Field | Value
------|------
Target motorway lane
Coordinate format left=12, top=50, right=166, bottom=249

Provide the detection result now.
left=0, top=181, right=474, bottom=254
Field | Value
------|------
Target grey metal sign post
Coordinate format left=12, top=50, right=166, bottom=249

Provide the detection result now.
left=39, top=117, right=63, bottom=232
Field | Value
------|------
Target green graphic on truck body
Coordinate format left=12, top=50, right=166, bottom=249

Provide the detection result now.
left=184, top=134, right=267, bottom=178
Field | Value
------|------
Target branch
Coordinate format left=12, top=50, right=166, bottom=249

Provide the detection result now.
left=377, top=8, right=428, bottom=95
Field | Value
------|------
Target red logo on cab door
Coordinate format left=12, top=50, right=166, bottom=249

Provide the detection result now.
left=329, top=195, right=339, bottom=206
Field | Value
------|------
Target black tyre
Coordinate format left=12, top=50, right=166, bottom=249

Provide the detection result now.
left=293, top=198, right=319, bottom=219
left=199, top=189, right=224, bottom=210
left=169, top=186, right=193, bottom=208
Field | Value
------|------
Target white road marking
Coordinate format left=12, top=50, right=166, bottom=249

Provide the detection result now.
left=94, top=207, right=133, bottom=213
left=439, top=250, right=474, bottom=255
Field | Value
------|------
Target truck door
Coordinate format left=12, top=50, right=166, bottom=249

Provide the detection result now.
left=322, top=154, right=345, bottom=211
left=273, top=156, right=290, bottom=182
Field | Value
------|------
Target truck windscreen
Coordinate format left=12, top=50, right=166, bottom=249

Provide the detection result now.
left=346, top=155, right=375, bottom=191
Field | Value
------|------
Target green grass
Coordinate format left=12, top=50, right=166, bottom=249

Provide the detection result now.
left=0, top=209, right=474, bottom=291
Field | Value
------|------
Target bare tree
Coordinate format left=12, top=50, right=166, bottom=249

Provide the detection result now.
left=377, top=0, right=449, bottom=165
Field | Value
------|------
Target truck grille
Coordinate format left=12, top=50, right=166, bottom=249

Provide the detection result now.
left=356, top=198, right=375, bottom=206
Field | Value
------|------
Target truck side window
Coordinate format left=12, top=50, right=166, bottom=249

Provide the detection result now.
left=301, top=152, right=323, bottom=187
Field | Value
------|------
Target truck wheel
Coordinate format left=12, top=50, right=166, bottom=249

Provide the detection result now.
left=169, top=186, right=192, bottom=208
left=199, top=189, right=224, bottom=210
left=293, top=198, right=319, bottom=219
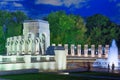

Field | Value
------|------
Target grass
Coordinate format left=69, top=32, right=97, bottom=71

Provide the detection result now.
left=0, top=72, right=120, bottom=80
left=72, top=71, right=120, bottom=78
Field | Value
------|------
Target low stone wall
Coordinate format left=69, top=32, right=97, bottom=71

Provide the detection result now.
left=0, top=50, right=66, bottom=71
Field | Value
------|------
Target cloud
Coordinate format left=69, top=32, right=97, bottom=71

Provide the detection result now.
left=0, top=0, right=24, bottom=2
left=109, top=0, right=117, bottom=2
left=116, top=3, right=120, bottom=7
left=35, top=0, right=89, bottom=8
left=35, top=0, right=62, bottom=6
left=13, top=2, right=23, bottom=7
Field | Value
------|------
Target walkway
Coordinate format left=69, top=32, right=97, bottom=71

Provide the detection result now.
left=69, top=74, right=120, bottom=80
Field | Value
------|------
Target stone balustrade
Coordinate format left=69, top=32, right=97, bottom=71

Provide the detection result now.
left=52, top=44, right=109, bottom=58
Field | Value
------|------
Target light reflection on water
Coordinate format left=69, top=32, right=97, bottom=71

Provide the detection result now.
left=0, top=62, right=55, bottom=71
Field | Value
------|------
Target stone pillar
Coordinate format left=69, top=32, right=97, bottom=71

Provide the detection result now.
left=6, top=38, right=11, bottom=55
left=84, top=45, right=88, bottom=57
left=104, top=45, right=109, bottom=58
left=10, top=55, right=16, bottom=62
left=77, top=45, right=81, bottom=56
left=9, top=37, right=13, bottom=55
left=27, top=39, right=33, bottom=54
left=52, top=44, right=56, bottom=46
left=98, top=45, right=103, bottom=58
left=45, top=55, right=50, bottom=61
left=36, top=55, right=41, bottom=61
left=24, top=55, right=31, bottom=63
left=16, top=40, right=20, bottom=55
left=35, top=38, right=40, bottom=55
left=58, top=44, right=62, bottom=46
left=64, top=44, right=68, bottom=55
left=71, top=44, right=75, bottom=56
left=91, top=45, right=95, bottom=57
left=24, top=55, right=32, bottom=69
left=55, top=47, right=67, bottom=70
left=0, top=55, right=2, bottom=62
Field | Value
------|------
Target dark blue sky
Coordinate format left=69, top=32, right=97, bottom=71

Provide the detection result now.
left=0, top=0, right=120, bottom=24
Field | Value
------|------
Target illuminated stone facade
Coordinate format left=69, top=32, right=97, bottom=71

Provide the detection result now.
left=6, top=20, right=50, bottom=55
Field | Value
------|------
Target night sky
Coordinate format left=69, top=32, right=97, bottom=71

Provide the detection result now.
left=0, top=0, right=120, bottom=24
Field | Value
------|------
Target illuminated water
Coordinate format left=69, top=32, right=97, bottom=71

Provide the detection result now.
left=107, top=40, right=118, bottom=67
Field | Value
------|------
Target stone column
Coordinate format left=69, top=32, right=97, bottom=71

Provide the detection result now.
left=24, top=55, right=31, bottom=63
left=6, top=38, right=11, bottom=55
left=21, top=39, right=25, bottom=54
left=9, top=37, right=13, bottom=55
left=84, top=45, right=88, bottom=57
left=104, top=45, right=109, bottom=58
left=0, top=55, right=2, bottom=62
left=91, top=45, right=95, bottom=57
left=58, top=44, right=62, bottom=46
left=36, top=55, right=41, bottom=61
left=77, top=45, right=81, bottom=56
left=24, top=55, right=32, bottom=69
left=18, top=36, right=22, bottom=54
left=98, top=45, right=103, bottom=58
left=64, top=44, right=68, bottom=55
left=55, top=47, right=67, bottom=70
left=71, top=44, right=75, bottom=56
left=16, top=40, right=20, bottom=55
left=35, top=38, right=40, bottom=55
left=52, top=44, right=56, bottom=46
left=10, top=55, right=16, bottom=62
left=27, top=39, right=33, bottom=54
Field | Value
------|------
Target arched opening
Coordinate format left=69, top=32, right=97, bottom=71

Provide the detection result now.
left=42, top=34, right=46, bottom=54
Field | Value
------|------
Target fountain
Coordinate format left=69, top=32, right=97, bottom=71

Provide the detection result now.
left=93, top=39, right=120, bottom=69
left=107, top=40, right=118, bottom=67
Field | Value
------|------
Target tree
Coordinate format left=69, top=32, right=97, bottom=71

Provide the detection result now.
left=0, top=11, right=28, bottom=54
left=47, top=11, right=87, bottom=44
left=86, top=14, right=120, bottom=46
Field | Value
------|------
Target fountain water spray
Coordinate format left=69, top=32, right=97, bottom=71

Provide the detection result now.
left=93, top=39, right=120, bottom=69
left=107, top=40, right=119, bottom=67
++++++++
■ Do this ■
Copy out the entries above verbatim, beginning with the first line and continuing through the line containing "left=184, top=134, right=267, bottom=178".

■ Task result ■
Field | Value
------|------
Target motorway lane
Coordinate format left=12, top=50, right=166, bottom=249

Provide the detection result now.
left=0, top=181, right=474, bottom=254
Field | Value
------|------
Target grey metal sign post
Coordinate format left=12, top=50, right=166, bottom=249

Provide the detection result now.
left=39, top=117, right=63, bottom=232
Field | Value
------|------
Target green graphic on truck body
Coordinate format left=12, top=50, right=166, bottom=249

Provide the detection result now.
left=184, top=134, right=267, bottom=178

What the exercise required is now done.